### GIVEN REQUEST
Copy the entries below, changing every "one point per instance" to "one point for each instance" and keeping everything else the same.

═══

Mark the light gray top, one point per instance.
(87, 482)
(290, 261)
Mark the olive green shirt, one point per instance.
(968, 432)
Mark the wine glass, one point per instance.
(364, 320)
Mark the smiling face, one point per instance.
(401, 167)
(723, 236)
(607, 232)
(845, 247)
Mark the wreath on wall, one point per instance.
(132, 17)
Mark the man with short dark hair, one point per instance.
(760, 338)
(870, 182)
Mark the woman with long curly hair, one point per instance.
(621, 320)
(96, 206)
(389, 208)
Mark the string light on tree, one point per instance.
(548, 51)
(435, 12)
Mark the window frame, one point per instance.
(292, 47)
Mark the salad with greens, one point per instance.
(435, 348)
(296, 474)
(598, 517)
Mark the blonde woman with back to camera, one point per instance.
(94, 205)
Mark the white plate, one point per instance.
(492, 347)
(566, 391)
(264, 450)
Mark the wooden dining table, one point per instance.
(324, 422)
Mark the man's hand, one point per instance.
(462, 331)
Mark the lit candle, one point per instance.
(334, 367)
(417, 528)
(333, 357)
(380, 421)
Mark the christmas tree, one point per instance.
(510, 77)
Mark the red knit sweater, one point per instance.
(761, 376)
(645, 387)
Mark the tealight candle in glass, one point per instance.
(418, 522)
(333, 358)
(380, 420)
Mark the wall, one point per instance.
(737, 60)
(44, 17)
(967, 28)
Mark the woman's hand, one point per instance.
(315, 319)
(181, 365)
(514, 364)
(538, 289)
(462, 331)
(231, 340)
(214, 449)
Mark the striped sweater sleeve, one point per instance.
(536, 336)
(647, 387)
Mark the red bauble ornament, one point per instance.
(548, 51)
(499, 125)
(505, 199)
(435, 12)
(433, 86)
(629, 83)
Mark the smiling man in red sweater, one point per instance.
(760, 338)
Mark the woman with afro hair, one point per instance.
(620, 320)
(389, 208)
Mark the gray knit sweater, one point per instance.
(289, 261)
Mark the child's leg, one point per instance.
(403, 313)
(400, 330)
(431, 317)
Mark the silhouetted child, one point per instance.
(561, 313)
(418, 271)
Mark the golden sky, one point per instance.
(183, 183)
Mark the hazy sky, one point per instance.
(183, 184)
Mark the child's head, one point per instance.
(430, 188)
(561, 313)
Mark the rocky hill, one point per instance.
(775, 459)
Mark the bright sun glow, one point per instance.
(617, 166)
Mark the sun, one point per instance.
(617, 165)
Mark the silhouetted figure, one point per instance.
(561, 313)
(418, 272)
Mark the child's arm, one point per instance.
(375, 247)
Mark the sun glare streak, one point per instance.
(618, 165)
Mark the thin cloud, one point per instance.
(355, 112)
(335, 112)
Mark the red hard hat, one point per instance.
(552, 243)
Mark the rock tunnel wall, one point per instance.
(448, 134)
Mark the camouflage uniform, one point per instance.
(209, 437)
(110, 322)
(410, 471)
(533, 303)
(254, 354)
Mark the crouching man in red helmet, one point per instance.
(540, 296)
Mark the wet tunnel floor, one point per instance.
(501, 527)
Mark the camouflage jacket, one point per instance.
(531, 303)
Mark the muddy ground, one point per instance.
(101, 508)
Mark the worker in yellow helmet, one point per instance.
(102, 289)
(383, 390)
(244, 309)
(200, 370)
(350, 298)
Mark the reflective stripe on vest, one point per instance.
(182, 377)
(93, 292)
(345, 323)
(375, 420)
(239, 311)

═══

### EXERCISE SOLUTION
Mark the light gray top, one point for each instance.
(87, 482)
(290, 261)
Mark the olive green shirt, one point for each instance.
(968, 432)
Mark the wine glass, one point for each instance.
(364, 320)
Mark the smiling face, one point for each instance.
(401, 167)
(723, 236)
(607, 232)
(845, 247)
Mark the wreath on wall, one point for each instance.
(132, 17)
Mark the man with short dark hair, one point for each instance.
(760, 338)
(870, 182)
Mark the woman with long curly hair, one point for each instance.
(621, 320)
(96, 206)
(389, 208)
Mark the string light on tree, one point for each instance.
(548, 51)
(435, 12)
Mark the window frame, one point for each instance.
(292, 47)
Mark the salad with greens, one point for each instance.
(435, 348)
(296, 474)
(598, 517)
Mark the blonde woman with back to camera, one point for each instance.
(94, 205)
Mark the white plate, one point for each instance.
(492, 347)
(566, 391)
(264, 450)
Mark the wooden dining table, one point for each instance.
(324, 422)
Mark the man's hand, one point for each instance.
(462, 331)
Mark the lit candle, one point for each instance.
(334, 367)
(417, 528)
(333, 357)
(380, 421)
Mark the christmas tree, one point for each instance.
(510, 77)
Mark the red knit sweater, one point for each instance.
(761, 376)
(645, 387)
Mark the tealight candle in glass, one point for each instance.
(418, 522)
(333, 358)
(380, 420)
Mark the wall, one point for each instance.
(737, 60)
(44, 17)
(967, 28)
Mark the woman's hand, one point for each instance.
(315, 319)
(181, 365)
(514, 364)
(538, 289)
(462, 331)
(231, 340)
(214, 449)
Mark the striped sweater sleeve, one point for each instance.
(536, 336)
(647, 387)
Mark the red bauble ornament, one point for each instance.
(548, 51)
(499, 125)
(505, 199)
(435, 12)
(433, 86)
(629, 83)
Mark the smiling man in red sweater, one point for each instance.
(760, 338)
Mark the woman with afro hair, one point for each instance.
(620, 320)
(389, 208)
Mark the gray knit sweater, one point for each instance.
(289, 261)
Mark the child's leg, one point for each instance.
(403, 313)
(400, 330)
(431, 317)
Mark the silhouetted child, one point for each instance.
(561, 313)
(418, 271)
Mark the golden sky, one point for each instance.
(183, 183)
Mark the hazy sky, one point for each instance.
(183, 184)
Mark the child's head, one point for each instance.
(430, 188)
(561, 313)
Mark the rocky hill, one point for each instance.
(775, 459)
Mark the bright sun glow, one point for each instance.
(617, 166)
Mark the sun, one point for each instance.
(617, 165)
Mark the silhouetted figure, one point for each instance.
(561, 313)
(418, 272)
Mark the child's arm, one point for each instance.
(375, 247)
Mark the sun glare streak, one point for each instance.
(618, 165)
Mark the thin cloud, one point for each instance.
(355, 112)
(335, 112)
Mark the red hard hat, one point for each instance.
(552, 243)
Mark the rock tunnel wall, one point for each instance.
(448, 134)
Mark the camouflage uniform, one point for each instance.
(209, 437)
(110, 322)
(410, 471)
(533, 303)
(254, 354)
Mark the crouching man in red helmet, one point for each instance.
(540, 296)
Mark the wet tunnel floor, one point for each instance.
(501, 527)
Mark the camouflage jacket, one point for each instance.
(531, 303)
Mark the muddy ground, one point for each instance.
(101, 508)
Mark the worker in yellow helmet, one point for each instance.
(102, 289)
(383, 390)
(244, 309)
(200, 370)
(350, 298)
Mark the reflective stripe on vest, one point for each instance.
(182, 377)
(93, 292)
(345, 323)
(375, 420)
(239, 311)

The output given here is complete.